__Direction A__: Output the governance passage below word for word, beginning at the words "The Board of Directors has" and stopping after "of the Audit Committee.".
******************************
The Board of Directors conducts reviews with regard to the compensation of the directors and CEO once a year. To make its recommendations on such compensation, the Board of Directors informally takes into account the types of compensation and the amounts paid to directors and officers of comparable publicly traded Canadian companies.

 

At present, no compensation (other than the grant of incentive stock options) is paid to the directors of the Corporation in their capacity as directors. The Board does not currently have a compensation committee.

 

Other Board Committees

 

The Board of Directors has no other committees other than the Audit Committee.

 

Assessments

 

The Board of Directors regularly monitors the adequacy of information given to directors, communications between the board and management and the strategic direction and processes of the Board and its committees. The Board is currently responsible for assessing its own effectiveness, the effectiveness of individual directors and the effectiveness of the Audit Committee.
******************************
__Direction B__: Tally the lines of the entries below that contain the string "slope", and reply with only the number.
******************************
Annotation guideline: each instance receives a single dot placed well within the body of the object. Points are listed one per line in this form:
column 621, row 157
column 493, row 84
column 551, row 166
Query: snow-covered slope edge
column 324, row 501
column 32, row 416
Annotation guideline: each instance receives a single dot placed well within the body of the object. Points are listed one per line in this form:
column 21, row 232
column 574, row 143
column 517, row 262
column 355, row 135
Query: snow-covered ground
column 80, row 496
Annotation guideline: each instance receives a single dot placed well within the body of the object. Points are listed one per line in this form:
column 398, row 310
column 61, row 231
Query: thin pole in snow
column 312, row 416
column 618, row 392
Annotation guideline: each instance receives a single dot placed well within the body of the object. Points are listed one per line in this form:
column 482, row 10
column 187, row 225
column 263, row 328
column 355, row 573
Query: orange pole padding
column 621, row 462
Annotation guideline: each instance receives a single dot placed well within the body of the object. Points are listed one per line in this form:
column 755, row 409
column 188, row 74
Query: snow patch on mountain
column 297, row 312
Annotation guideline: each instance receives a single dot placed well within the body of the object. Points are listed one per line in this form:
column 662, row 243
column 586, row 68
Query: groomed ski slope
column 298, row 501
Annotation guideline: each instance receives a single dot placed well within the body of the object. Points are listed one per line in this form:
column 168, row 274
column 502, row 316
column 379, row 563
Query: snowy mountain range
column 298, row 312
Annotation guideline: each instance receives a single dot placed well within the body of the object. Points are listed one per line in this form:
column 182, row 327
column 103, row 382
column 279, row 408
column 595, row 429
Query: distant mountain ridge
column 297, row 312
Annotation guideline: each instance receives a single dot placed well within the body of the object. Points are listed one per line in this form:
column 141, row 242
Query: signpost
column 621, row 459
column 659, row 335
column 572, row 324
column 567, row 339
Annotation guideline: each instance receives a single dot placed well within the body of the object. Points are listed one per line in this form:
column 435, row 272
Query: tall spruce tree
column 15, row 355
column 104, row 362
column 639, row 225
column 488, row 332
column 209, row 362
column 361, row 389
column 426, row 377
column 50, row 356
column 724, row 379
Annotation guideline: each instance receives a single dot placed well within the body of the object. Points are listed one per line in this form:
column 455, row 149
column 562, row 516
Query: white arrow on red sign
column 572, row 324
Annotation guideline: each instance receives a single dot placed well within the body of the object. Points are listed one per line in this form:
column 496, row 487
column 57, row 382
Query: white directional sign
******************************
__Complete output A__:
The Board of Directors has no other committees other than the Audit Committee.

 

Assessments

 

The Board of Directors regularly monitors the adequacy of information given to directors, communications between the board and management and the strategic direction and processes of the Board and its committees. The Board is currently responsible for assessing its own effectiveness, the effectiveness of individual directors and the effectiveness of the Audit Committee.

__Complete output B__: 2